• [Task brief] Nothing in the records should be left out; transcribe them exactly.

++++ Source data ++++

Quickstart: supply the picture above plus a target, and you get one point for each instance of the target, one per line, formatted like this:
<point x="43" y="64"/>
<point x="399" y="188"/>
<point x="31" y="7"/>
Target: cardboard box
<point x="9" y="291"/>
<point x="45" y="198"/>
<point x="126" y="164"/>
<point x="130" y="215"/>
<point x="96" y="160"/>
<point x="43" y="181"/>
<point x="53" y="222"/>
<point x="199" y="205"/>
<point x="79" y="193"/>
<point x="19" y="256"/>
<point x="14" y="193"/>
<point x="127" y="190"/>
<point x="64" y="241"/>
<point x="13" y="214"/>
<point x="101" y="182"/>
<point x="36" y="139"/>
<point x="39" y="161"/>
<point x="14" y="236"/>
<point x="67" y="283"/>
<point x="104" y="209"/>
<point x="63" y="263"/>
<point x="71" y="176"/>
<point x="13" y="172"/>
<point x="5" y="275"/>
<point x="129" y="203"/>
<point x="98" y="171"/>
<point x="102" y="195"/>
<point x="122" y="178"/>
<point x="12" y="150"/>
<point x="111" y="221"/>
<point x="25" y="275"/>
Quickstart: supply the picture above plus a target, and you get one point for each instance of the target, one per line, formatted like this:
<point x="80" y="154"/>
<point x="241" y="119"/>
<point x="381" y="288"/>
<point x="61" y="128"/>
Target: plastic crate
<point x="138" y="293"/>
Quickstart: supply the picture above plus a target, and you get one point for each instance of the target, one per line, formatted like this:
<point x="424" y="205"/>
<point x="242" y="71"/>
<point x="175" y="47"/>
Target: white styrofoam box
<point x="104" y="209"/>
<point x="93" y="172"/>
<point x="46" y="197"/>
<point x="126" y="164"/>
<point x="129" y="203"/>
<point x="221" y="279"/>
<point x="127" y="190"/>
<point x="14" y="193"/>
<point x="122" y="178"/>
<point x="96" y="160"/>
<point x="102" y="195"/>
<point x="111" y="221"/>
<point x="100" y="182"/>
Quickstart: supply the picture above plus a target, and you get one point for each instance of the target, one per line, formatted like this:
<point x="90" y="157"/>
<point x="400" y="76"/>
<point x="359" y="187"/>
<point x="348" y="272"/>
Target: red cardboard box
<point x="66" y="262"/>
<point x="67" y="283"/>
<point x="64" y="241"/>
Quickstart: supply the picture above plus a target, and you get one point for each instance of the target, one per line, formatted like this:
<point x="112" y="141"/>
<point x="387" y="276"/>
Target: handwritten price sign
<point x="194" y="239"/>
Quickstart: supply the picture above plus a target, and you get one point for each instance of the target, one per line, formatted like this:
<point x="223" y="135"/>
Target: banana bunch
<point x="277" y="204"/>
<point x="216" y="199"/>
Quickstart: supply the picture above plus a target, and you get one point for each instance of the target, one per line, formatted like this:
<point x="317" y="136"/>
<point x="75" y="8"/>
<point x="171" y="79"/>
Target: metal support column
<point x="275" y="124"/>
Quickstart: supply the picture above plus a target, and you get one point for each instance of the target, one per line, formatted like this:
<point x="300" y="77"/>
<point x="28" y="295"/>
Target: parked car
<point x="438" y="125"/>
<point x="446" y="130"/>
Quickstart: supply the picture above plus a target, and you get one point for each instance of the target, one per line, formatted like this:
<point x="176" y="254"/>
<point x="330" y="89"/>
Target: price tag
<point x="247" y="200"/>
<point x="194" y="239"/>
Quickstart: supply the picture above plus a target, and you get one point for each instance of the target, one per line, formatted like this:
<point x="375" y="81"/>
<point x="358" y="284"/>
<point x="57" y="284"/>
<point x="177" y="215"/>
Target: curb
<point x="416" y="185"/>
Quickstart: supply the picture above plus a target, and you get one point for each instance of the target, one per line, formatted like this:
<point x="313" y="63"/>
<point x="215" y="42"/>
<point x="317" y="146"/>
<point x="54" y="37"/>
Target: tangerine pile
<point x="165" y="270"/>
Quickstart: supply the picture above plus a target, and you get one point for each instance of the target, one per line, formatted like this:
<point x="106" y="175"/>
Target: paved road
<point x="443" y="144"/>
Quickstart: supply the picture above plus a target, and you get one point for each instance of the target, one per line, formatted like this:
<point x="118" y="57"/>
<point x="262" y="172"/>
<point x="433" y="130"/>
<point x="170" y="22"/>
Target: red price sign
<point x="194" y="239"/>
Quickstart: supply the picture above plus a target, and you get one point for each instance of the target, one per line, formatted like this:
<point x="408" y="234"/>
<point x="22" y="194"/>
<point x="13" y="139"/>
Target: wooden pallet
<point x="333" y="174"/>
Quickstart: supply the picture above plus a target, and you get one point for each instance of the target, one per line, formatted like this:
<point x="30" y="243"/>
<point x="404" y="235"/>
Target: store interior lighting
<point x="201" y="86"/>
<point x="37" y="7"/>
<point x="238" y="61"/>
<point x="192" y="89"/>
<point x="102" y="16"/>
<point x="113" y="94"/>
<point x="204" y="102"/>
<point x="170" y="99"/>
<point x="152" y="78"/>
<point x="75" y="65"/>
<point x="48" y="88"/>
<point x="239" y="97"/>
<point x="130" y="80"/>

++++

• [Result for this exercise]
Quickstart: supply the picture above plus a target, and you get one point for each instance of the target, one per line, formatted like this:
<point x="43" y="64"/>
<point x="399" y="188"/>
<point x="31" y="7"/>
Target: cardboard box
<point x="9" y="291"/>
<point x="45" y="198"/>
<point x="126" y="164"/>
<point x="130" y="215"/>
<point x="96" y="160"/>
<point x="43" y="181"/>
<point x="53" y="222"/>
<point x="199" y="205"/>
<point x="79" y="193"/>
<point x="19" y="256"/>
<point x="14" y="193"/>
<point x="127" y="190"/>
<point x="64" y="241"/>
<point x="13" y="214"/>
<point x="101" y="182"/>
<point x="36" y="139"/>
<point x="39" y="161"/>
<point x="14" y="236"/>
<point x="67" y="283"/>
<point x="104" y="209"/>
<point x="63" y="263"/>
<point x="71" y="176"/>
<point x="13" y="172"/>
<point x="5" y="275"/>
<point x="129" y="203"/>
<point x="98" y="171"/>
<point x="102" y="195"/>
<point x="122" y="178"/>
<point x="12" y="150"/>
<point x="111" y="221"/>
<point x="25" y="275"/>
Quickstart: supply the picture above plus a target, and you get one point for each instance of the target, one per line, formatted like this:
<point x="80" y="154"/>
<point x="241" y="119"/>
<point x="381" y="288"/>
<point x="61" y="128"/>
Target: plastic crate
<point x="138" y="293"/>
Quickstart: supply the picture above plus a target, and you get one point for each instance of the target, one per line, formatted like this:
<point x="424" y="205"/>
<point x="242" y="71"/>
<point x="175" y="47"/>
Target: white styrofoam box
<point x="104" y="209"/>
<point x="93" y="172"/>
<point x="46" y="197"/>
<point x="126" y="164"/>
<point x="129" y="203"/>
<point x="221" y="279"/>
<point x="127" y="190"/>
<point x="14" y="193"/>
<point x="122" y="178"/>
<point x="96" y="160"/>
<point x="102" y="195"/>
<point x="111" y="221"/>
<point x="100" y="182"/>
Quickstart: supply the picture above plus a target, and you get one point for each instance of the target, one per line, formatted like this:
<point x="90" y="157"/>
<point x="400" y="76"/>
<point x="359" y="187"/>
<point x="348" y="272"/>
Target: red cardboard box
<point x="66" y="262"/>
<point x="67" y="283"/>
<point x="64" y="241"/>
Quickstart: supply the picture above plus a target, and you get one point for each instance of the target, one per line, formatted like this:
<point x="112" y="141"/>
<point x="387" y="276"/>
Target: handwritten price sign
<point x="194" y="239"/>
Quickstart: supply the picture above plus a target, and you get one point for each instance of the target, one per line, formatted like this:
<point x="223" y="135"/>
Target: banana bunch
<point x="277" y="204"/>
<point x="216" y="199"/>
Quickstart: supply the picture above plus a target, and you get one point for each instance of the target, one per line, formatted like this:
<point x="317" y="136"/>
<point x="75" y="8"/>
<point x="171" y="79"/>
Target: metal support column
<point x="275" y="124"/>
Quickstart: supply the picture above plus a target, and you get one point for each instance of the target, one per line, formatted like this:
<point x="300" y="77"/>
<point x="28" y="295"/>
Target: parked car
<point x="438" y="125"/>
<point x="446" y="130"/>
Quickstart: supply the picture above plus a target, and you get one point for each instance of the target, one per line, formatted like this:
<point x="176" y="254"/>
<point x="330" y="89"/>
Target: price tag
<point x="247" y="200"/>
<point x="194" y="239"/>
Quickstart: supply the picture above plus a target, and you get one point for each instance of the target, one per line, formatted like this:
<point x="375" y="81"/>
<point x="358" y="284"/>
<point x="57" y="284"/>
<point x="177" y="215"/>
Target: curb
<point x="416" y="185"/>
Quickstart: supply the picture above plus a target, and you get one point for each instance of the target, one per line, formatted like this:
<point x="313" y="63"/>
<point x="215" y="42"/>
<point x="317" y="146"/>
<point x="54" y="37"/>
Target: tangerine pile
<point x="165" y="270"/>
Quickstart: supply the picture above plus a target, and you get one point for each instance of the target, one per line, formatted like this:
<point x="106" y="175"/>
Target: paved road
<point x="443" y="144"/>
Quickstart: supply the picture above plus a target, and you get one point for each instance of the target, one per line, formatted like this:
<point x="118" y="57"/>
<point x="262" y="172"/>
<point x="433" y="130"/>
<point x="170" y="22"/>
Target: red price sign
<point x="194" y="239"/>
Quickstart: supply the picture above plus a target, and you get one point for each instance of the target, one per line, formatted like this:
<point x="408" y="234"/>
<point x="22" y="194"/>
<point x="13" y="139"/>
Target: wooden pallet
<point x="333" y="174"/>
Quickstart: supply the picture above plus a target, and you get one point for each instance of the target, one per line, formatted like this:
<point x="30" y="243"/>
<point x="404" y="235"/>
Target: store interior lighting
<point x="201" y="86"/>
<point x="37" y="7"/>
<point x="238" y="61"/>
<point x="192" y="89"/>
<point x="102" y="16"/>
<point x="113" y="94"/>
<point x="204" y="102"/>
<point x="170" y="99"/>
<point x="152" y="78"/>
<point x="75" y="65"/>
<point x="48" y="88"/>
<point x="239" y="97"/>
<point x="130" y="80"/>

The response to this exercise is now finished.